Fig. 8. D. Ernaux-Briot, A. Ernaux, Les Années
Super 8
, 2022

Fig. 9. D. Ernaux-Briot, A. Ernaux, Les Années
Super 8
, 2022

Fig. 10. D. Ernaux-Briot, A. Ernaux, Les Années
Super 8
, 2022

La nature est ainsi très représentée. La raison tient à la présence en nombre des paysages. Exceptées les mouettes, les oiseaux ne sont pas visibles à l’image mais leurs chants sont en revanche bien audibles, à la campagne ainsi que sur les plans des vestiges antiques espagnols et albanais où ils apportent de la vie dans ces lieux immuables. Les icones, elles, restent plongées dans le silence. Le vent a quant à lui une place de choix et il pourrait à lui seul faire l’objet d’une typologie à l’échelle du film. Hivernal, il semble venir de loin, des montagnes qui entourent le lac au début du film ; printanier, il insuffle la vie, fait vibrer les arbres, se mêle aux oiseaux et à la joie des enfants. Présent à Annecy, il l’est ailleurs également : en Ardèche, il envahit la vallée filmée en plan d’ensemble, caresse l’herbe des prés et s’engouffre dans la densité de la végétation ; au Maroc et en Albanie, il semble plus léger et indissociable de la mer ou de l’océan Pacifique plus agité au Chili, comme le suggère le spectacle des vagues qui roulent et se brisent sur les rochers. Rym Debbarh-Mounir s’est attachée à traduire et à interpréter avec une grande acuité le statut et l’intensité du vent en regard de ses effets repérables à l’image. On le sent sur la peau, comme elle l’indique afin d’en qualifier la part sensible. Il est vif ou léger, froid ou chaud, fort ou modéré et souvent il apporte de la profondeur au champ. A La Clusaz, il est épais, encastré dans la chaîne des Aravis (fig. 7). Dans cette scène en particulier, il intensifie le propos d’Annie Ernaux évoquant un « devoir de plaisir » lors de « ce rituel d’hiver ». Le vent a donc aussi une fonction évocatrice. Martin Barnier en a défini le spectre iconologique dans les arts et au cinéma, relevant ses puissances narratives, ses vertus poétiques, son « usage pathétique » qui « depuis l’antiquité, souligne les émotions fortes » [44].

Participant à la retranscription des sentiments, le son nourrit une forme de paysage intérieur. De même que la séquence des sports d’hiver, celle se déroulant à Londres (été 1976) est également abondante. Les oiseaux, le vent léger, les rames de la barque lors de la promenade sur la Serpentine River, les jets de la fontaine, le défilé des chevaux, les bus et les voitures, les cloches des églises, etc. proposent une richesse sonore qui traduit un moment de partage familial joyeux, doux et également précieux tant la situation familiale évoluera par la suite. Cette ambiance crée une impression d’isolement des êtres et donc celle d’une unité familiale dans un contexte urbain pourtant très dense. Ce sentiment de légèreté est d’ailleurs appuyé par l’air musical « empathique » [45], dolce et leggiero, qui parcourt les images.

(Items d'un jeu d'annotation par points)
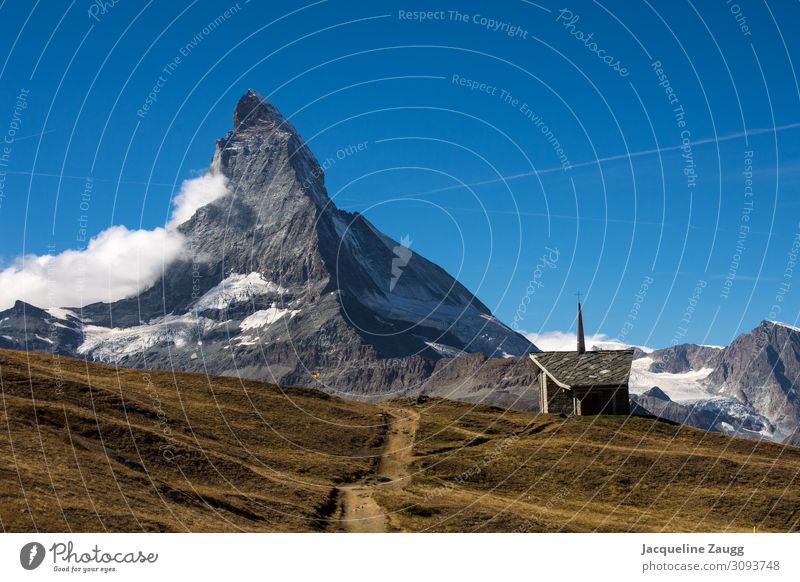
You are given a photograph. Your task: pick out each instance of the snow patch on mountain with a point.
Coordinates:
(111, 344)
(786, 325)
(266, 317)
(684, 387)
(63, 314)
(444, 350)
(237, 288)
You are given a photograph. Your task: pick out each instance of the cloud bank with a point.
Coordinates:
(195, 194)
(117, 263)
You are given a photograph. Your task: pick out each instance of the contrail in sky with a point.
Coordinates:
(650, 152)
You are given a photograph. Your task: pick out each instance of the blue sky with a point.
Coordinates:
(451, 110)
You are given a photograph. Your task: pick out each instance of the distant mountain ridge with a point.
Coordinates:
(748, 387)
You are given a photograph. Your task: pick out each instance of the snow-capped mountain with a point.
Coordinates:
(748, 388)
(279, 284)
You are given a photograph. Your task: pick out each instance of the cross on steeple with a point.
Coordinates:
(581, 341)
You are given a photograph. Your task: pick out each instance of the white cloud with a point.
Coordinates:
(196, 193)
(116, 264)
(561, 341)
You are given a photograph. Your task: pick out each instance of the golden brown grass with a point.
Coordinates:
(85, 447)
(485, 469)
(130, 450)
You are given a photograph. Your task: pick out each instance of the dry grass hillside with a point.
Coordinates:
(85, 447)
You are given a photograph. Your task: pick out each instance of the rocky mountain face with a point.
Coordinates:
(749, 387)
(278, 284)
(762, 368)
(715, 414)
(684, 358)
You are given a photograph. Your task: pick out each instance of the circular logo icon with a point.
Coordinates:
(31, 555)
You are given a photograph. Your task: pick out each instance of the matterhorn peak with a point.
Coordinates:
(253, 109)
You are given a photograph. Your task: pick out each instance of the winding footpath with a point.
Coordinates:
(360, 512)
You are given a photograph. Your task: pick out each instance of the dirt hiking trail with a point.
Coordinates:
(360, 513)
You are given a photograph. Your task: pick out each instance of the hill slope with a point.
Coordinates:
(85, 447)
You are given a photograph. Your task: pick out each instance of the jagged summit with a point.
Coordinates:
(285, 287)
(253, 109)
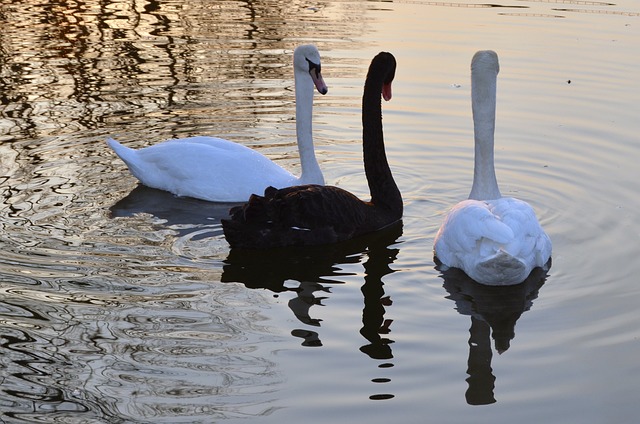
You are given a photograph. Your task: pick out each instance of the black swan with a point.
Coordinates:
(310, 215)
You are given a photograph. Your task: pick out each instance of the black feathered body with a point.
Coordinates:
(303, 216)
(311, 215)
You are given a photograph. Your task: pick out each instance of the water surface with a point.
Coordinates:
(124, 304)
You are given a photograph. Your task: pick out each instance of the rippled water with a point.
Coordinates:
(124, 304)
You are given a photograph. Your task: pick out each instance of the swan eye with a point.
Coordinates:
(314, 66)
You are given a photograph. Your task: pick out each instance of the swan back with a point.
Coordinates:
(495, 240)
(215, 169)
(312, 214)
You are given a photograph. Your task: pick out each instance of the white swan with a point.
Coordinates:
(495, 240)
(215, 169)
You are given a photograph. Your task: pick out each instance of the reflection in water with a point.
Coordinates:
(313, 268)
(494, 311)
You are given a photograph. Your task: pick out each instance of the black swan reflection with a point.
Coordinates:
(494, 311)
(314, 269)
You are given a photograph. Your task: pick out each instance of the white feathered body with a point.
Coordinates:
(495, 242)
(220, 170)
(207, 168)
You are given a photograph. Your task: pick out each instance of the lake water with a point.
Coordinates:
(124, 305)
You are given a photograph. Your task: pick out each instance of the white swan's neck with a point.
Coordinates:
(483, 103)
(304, 87)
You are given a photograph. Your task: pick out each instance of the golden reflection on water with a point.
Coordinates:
(117, 290)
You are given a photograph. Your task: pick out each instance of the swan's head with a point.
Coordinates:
(485, 62)
(306, 58)
(385, 64)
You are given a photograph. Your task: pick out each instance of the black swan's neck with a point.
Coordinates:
(383, 188)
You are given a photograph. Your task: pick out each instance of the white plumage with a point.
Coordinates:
(216, 169)
(495, 240)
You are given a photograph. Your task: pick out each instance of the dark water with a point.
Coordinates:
(124, 304)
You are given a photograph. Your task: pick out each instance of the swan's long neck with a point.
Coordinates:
(304, 115)
(383, 188)
(483, 103)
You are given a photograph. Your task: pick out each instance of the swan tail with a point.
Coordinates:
(125, 153)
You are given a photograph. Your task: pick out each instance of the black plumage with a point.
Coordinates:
(312, 214)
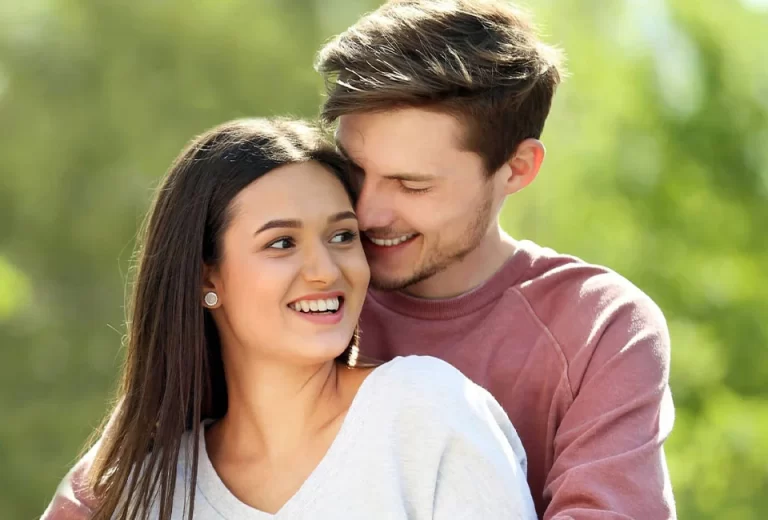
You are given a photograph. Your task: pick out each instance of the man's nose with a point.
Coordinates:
(374, 206)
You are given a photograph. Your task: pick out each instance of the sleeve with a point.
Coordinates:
(482, 469)
(609, 460)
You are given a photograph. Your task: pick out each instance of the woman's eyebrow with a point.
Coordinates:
(296, 224)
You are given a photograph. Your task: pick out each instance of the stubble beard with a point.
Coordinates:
(439, 260)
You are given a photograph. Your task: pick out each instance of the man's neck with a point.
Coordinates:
(470, 272)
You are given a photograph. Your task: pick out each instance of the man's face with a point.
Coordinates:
(425, 202)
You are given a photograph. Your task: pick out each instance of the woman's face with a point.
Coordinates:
(293, 274)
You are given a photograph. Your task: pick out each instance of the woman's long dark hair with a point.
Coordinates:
(173, 375)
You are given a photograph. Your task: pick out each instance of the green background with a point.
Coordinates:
(657, 166)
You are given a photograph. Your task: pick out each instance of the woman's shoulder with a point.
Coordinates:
(432, 395)
(430, 383)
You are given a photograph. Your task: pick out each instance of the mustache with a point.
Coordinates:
(385, 232)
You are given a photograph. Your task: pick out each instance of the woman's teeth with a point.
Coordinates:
(327, 305)
(387, 242)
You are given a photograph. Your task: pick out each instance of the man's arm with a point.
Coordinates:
(72, 500)
(609, 459)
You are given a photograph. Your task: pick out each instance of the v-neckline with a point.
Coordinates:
(214, 491)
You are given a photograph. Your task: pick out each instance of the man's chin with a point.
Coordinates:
(394, 283)
(389, 284)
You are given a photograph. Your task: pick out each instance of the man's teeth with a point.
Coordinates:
(329, 304)
(387, 242)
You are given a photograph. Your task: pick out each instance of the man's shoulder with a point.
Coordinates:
(584, 306)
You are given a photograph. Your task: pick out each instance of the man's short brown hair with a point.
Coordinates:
(481, 61)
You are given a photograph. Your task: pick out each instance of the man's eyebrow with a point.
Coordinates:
(296, 224)
(412, 177)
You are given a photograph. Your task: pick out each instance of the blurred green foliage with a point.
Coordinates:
(657, 167)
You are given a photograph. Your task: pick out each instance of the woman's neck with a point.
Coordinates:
(274, 408)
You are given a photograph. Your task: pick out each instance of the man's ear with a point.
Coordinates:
(523, 166)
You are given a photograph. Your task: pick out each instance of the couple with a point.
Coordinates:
(252, 277)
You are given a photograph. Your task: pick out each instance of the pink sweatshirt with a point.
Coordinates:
(577, 356)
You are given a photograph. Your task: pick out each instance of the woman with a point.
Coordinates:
(242, 335)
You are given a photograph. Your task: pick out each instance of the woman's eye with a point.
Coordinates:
(414, 190)
(281, 243)
(344, 236)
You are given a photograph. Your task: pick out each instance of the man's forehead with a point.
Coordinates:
(417, 129)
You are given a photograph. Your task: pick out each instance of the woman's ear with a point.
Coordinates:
(524, 165)
(211, 287)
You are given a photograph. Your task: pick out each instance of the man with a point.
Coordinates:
(440, 106)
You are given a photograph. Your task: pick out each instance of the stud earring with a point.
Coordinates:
(211, 298)
(353, 353)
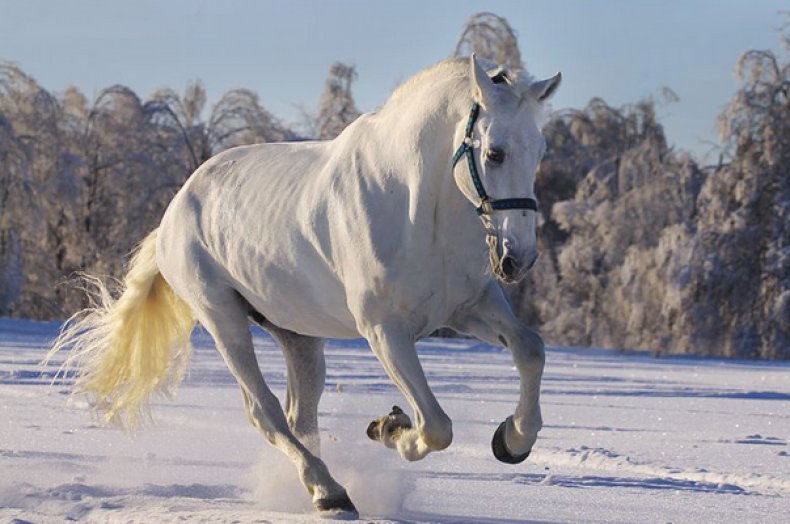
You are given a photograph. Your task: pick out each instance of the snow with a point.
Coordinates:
(627, 438)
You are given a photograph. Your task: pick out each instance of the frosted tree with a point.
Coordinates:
(336, 108)
(490, 36)
(237, 119)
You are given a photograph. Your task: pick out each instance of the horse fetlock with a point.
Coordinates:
(388, 429)
(439, 436)
(338, 506)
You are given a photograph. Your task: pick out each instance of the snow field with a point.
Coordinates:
(627, 438)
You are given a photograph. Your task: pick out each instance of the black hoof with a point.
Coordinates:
(396, 420)
(500, 450)
(337, 506)
(374, 431)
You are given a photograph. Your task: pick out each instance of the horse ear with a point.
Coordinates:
(544, 89)
(483, 85)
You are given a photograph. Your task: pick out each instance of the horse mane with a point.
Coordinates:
(458, 69)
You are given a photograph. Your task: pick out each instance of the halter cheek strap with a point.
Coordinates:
(487, 205)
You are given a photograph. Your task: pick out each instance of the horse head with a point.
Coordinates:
(503, 146)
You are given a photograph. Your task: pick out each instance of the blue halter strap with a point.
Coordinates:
(487, 205)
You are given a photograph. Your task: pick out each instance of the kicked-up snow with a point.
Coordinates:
(627, 438)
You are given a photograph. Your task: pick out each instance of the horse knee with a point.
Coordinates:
(528, 346)
(438, 435)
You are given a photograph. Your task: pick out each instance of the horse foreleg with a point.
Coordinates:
(491, 320)
(304, 358)
(432, 428)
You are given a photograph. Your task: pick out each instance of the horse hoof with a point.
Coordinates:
(386, 429)
(500, 450)
(338, 507)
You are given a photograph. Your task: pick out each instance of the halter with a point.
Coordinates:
(487, 205)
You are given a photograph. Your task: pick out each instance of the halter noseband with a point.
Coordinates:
(487, 206)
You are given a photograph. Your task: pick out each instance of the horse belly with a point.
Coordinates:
(310, 304)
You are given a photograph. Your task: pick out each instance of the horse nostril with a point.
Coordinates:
(509, 266)
(532, 262)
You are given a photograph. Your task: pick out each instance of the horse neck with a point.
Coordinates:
(424, 144)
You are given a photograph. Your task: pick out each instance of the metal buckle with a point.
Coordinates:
(486, 206)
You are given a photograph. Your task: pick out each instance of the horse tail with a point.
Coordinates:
(130, 347)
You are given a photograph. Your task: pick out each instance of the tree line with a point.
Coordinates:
(642, 247)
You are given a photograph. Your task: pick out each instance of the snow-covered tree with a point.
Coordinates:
(336, 108)
(490, 36)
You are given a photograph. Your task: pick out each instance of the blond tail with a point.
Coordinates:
(127, 348)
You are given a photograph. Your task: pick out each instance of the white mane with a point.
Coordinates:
(452, 76)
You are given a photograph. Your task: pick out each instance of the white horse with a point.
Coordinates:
(381, 233)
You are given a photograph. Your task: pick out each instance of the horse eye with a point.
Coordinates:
(495, 156)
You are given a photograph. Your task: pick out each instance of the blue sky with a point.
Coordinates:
(619, 50)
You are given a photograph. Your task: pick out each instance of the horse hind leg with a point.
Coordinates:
(224, 315)
(304, 358)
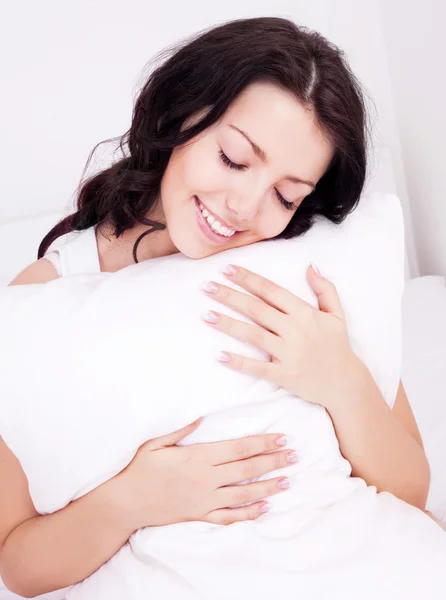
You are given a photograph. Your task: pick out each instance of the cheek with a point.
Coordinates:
(196, 169)
(272, 224)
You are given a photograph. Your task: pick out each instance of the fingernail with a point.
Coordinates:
(224, 357)
(211, 317)
(316, 270)
(283, 483)
(230, 270)
(292, 457)
(211, 287)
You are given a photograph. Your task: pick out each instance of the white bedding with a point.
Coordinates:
(330, 535)
(424, 375)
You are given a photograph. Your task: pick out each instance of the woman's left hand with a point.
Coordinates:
(309, 349)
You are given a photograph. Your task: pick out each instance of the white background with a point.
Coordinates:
(71, 71)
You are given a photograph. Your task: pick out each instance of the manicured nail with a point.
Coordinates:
(292, 457)
(283, 483)
(316, 270)
(211, 317)
(224, 357)
(211, 287)
(230, 270)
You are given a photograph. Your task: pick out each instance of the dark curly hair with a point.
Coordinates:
(208, 72)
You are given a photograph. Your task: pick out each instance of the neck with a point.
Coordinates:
(117, 253)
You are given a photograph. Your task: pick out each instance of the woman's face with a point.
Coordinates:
(242, 180)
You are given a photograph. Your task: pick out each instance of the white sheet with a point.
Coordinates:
(424, 375)
(328, 536)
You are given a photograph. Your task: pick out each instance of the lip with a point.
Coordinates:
(206, 228)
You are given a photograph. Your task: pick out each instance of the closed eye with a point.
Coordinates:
(232, 165)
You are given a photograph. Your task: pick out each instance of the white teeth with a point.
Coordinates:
(215, 223)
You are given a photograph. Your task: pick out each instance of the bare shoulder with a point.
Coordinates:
(40, 271)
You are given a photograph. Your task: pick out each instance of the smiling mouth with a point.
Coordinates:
(213, 227)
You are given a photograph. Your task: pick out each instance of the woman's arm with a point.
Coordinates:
(313, 359)
(383, 445)
(44, 553)
(39, 554)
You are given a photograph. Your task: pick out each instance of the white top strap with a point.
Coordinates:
(78, 254)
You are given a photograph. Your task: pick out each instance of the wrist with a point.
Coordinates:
(118, 499)
(353, 386)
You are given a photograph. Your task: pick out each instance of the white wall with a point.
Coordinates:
(72, 72)
(414, 34)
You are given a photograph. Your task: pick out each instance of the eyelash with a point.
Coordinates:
(228, 162)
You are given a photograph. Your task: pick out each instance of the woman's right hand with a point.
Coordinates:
(167, 484)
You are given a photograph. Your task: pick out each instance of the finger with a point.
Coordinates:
(275, 295)
(239, 449)
(173, 438)
(326, 292)
(227, 516)
(250, 468)
(257, 368)
(235, 495)
(254, 308)
(245, 332)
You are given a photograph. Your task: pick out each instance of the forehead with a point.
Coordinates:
(288, 132)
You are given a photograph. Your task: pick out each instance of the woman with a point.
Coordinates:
(244, 134)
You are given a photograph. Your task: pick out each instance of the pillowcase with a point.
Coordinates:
(94, 365)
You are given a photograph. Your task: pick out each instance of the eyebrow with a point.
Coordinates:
(264, 158)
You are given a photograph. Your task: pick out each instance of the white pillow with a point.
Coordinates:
(94, 365)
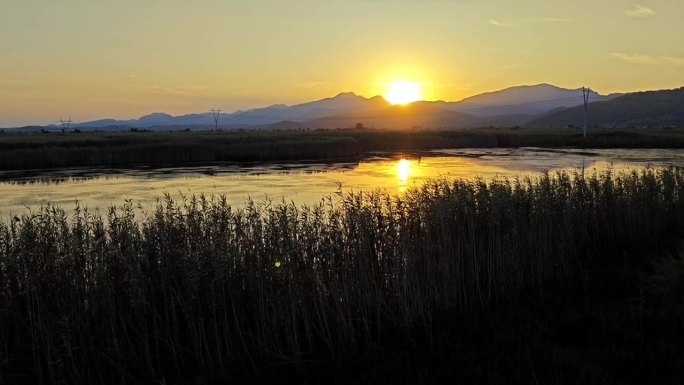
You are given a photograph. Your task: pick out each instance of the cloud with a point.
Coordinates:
(649, 59)
(180, 90)
(499, 24)
(639, 11)
(546, 20)
(312, 84)
(529, 20)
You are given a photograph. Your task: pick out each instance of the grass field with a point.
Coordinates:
(36, 151)
(564, 279)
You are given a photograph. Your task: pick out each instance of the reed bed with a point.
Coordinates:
(197, 286)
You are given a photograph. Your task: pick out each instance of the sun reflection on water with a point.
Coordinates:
(403, 171)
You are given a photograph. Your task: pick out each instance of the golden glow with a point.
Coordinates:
(403, 170)
(403, 92)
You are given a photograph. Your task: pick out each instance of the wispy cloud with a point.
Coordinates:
(179, 90)
(499, 24)
(455, 86)
(528, 20)
(649, 59)
(546, 20)
(312, 84)
(639, 11)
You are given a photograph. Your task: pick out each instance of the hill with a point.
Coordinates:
(523, 100)
(651, 109)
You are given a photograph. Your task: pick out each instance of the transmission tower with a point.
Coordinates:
(216, 114)
(65, 124)
(585, 96)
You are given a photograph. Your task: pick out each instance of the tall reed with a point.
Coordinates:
(197, 286)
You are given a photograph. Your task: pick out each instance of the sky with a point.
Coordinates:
(91, 59)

■ Consigne
Mettez en anglais cette phrase tirée du texte : « Participant à la retranscription des sentiments, le son nourrit une forme de paysage intérieur. »

■ Travail fait
By helping to convey feelings, sound feeds a kind of inner landscape.